Activity: Exact copy, pictures excluded: write out every line below.

(Referring expression pointing data)

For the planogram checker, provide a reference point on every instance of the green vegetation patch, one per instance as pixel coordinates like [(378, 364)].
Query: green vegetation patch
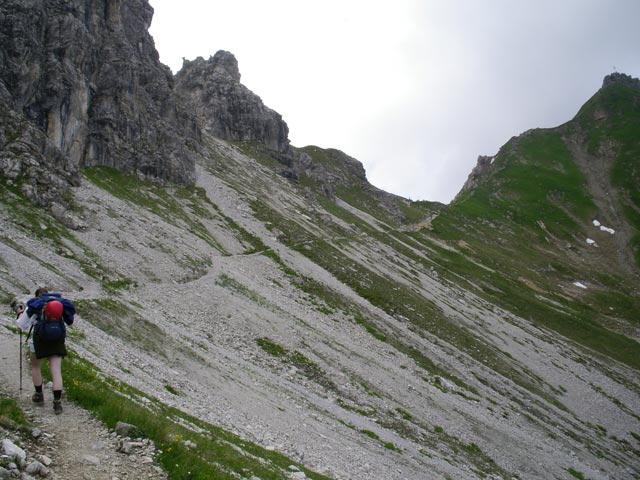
[(217, 453), (177, 205), (303, 364)]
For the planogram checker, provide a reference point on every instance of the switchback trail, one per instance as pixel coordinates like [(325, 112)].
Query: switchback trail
[(79, 446)]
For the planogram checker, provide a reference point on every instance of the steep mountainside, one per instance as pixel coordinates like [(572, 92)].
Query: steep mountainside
[(82, 85), (555, 212), (282, 318)]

Exercise answer:
For the planogram checker, provide a reference point on every instance of the green vegetation patch, one per instance as pixel coordinates like [(378, 364)].
Query: green vegetation patch
[(217, 453), (177, 205), (303, 364)]
For the planogram checker, provide a reference point on every instance of the switchback trail, one per instance as pixel coordinates like [(325, 112)].
Query: switchback trail
[(79, 446)]
For the planogram checker, provide a reference point on every instance of the steep mountainside, one per instance as pixel coordinates like [(572, 92)].
Query: steep mountainside
[(82, 85), (555, 212), (282, 318)]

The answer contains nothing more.